= Your task =
In this exercise, return only the lines that run from the line with "detect the riot" to the end of the entries below, both included. Pictures are not copied.

Saved entries:
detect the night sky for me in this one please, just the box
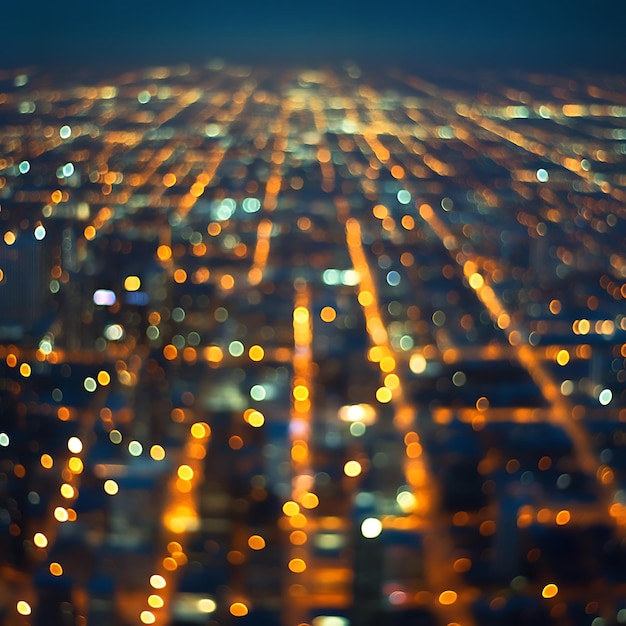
[2,0,625,71]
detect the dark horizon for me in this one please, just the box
[2,0,625,73]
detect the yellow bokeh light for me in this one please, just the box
[33,532,48,548]
[391,164,405,179]
[549,299,562,315]
[358,291,374,306]
[177,465,194,481]
[54,507,69,522]
[104,479,119,495]
[290,513,307,528]
[320,306,337,322]
[401,215,415,230]
[407,441,422,459]
[542,583,558,598]
[16,601,31,616]
[190,182,205,197]
[301,492,319,509]
[291,442,308,463]
[438,590,458,605]
[293,385,309,401]
[376,387,392,403]
[198,598,216,613]
[49,562,63,576]
[163,344,178,360]
[248,345,264,361]
[204,345,223,363]
[60,483,75,499]
[379,356,396,373]
[497,313,510,329]
[150,575,166,589]
[290,530,307,545]
[162,173,177,187]
[57,406,70,421]
[288,558,306,573]
[409,353,427,374]
[167,541,182,553]
[384,373,400,389]
[150,445,166,460]
[468,272,484,289]
[283,501,300,517]
[207,222,221,236]
[344,460,362,477]
[124,275,141,291]
[294,306,309,324]
[248,535,266,550]
[369,346,383,362]
[229,602,249,617]
[157,244,172,261]
[556,349,570,366]
[97,370,111,385]
[373,204,388,219]
[555,510,571,525]
[140,610,156,624]
[247,410,265,427]
[163,556,178,571]
[40,454,53,469]
[148,594,164,608]
[67,436,83,454]
[190,422,209,438]
[68,457,83,473]
[174,268,187,283]
[220,274,235,290]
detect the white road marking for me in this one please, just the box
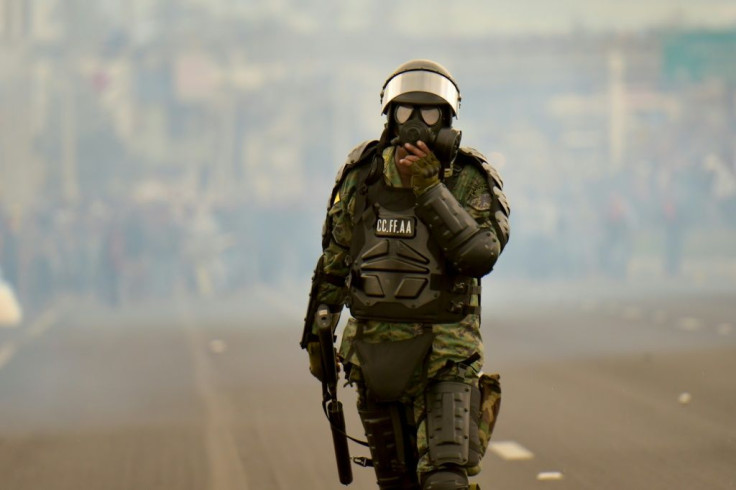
[537,471,564,481]
[0,341,18,370]
[677,317,704,332]
[209,339,227,354]
[26,307,59,339]
[184,310,249,490]
[488,441,534,460]
[678,392,692,405]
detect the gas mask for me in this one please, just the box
[390,104,462,165]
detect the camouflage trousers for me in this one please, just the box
[340,315,501,481]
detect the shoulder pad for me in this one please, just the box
[458,146,487,163]
[457,147,503,189]
[457,148,510,249]
[326,140,378,212]
[334,140,378,185]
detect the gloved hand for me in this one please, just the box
[405,141,441,195]
[307,341,325,382]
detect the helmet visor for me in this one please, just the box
[381,70,460,115]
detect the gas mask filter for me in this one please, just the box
[390,104,462,164]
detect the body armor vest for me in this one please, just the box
[348,177,477,323]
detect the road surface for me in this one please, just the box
[0,279,734,489]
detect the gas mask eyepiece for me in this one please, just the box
[395,105,441,126]
[391,104,462,164]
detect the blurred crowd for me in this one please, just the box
[502,73,736,281]
[0,196,248,311]
[507,153,736,281]
[2,3,736,315]
[1,136,734,314]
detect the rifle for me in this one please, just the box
[316,304,353,485]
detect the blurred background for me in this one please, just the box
[0,0,735,312]
[0,2,735,489]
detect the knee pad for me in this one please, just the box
[359,401,419,489]
[426,381,481,468]
[468,383,482,468]
[422,468,469,490]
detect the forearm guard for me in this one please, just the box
[415,183,500,277]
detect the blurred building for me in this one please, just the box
[1,1,735,305]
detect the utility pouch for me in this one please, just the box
[477,373,502,456]
[354,331,434,402]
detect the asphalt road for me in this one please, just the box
[0,280,734,490]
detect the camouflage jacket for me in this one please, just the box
[313,142,510,381]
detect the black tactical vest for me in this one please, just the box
[347,177,477,323]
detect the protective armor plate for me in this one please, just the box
[422,469,469,490]
[493,186,510,216]
[359,402,420,489]
[354,331,434,402]
[467,383,482,468]
[348,179,475,323]
[426,382,472,466]
[351,202,440,315]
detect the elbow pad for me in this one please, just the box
[415,183,500,276]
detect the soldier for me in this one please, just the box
[302,60,510,490]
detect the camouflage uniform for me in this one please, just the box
[311,145,506,478]
[304,59,509,490]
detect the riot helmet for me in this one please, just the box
[380,59,461,116]
[380,59,462,164]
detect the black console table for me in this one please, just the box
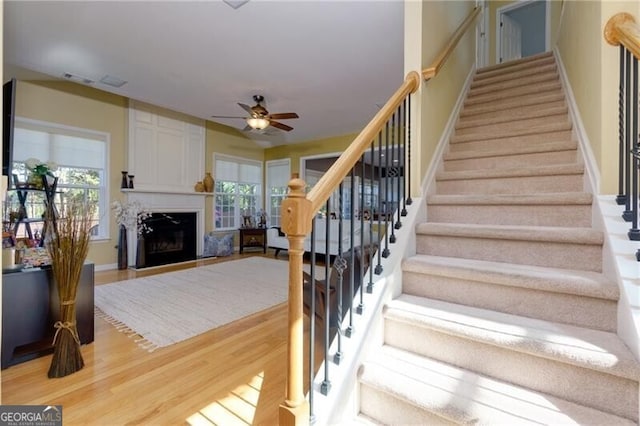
[1,263,95,369]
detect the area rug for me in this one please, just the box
[95,257,289,351]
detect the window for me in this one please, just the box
[8,118,109,239]
[214,155,262,230]
[266,159,290,227]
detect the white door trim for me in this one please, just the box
[496,0,550,64]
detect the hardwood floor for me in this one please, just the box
[1,250,316,426]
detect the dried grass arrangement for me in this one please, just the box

= Solution to this task =
detect the riot helmet for me in this one please, just the box
[380,59,461,116]
[380,59,462,164]
detect the black console table for me in this one please, just the box
[1,263,95,369]
detect the area rug for me in this one please, just the box
[95,257,289,351]
detect the window for me in this one please, just the box
[8,118,109,239]
[214,155,262,230]
[266,159,290,227]
detect the white door trim for me in this one please, just the box
[496,0,550,64]
detect the hardwood floor for me in this one please, just the box
[1,250,316,426]
detect the dried grass arrangement for me in this one please, just the box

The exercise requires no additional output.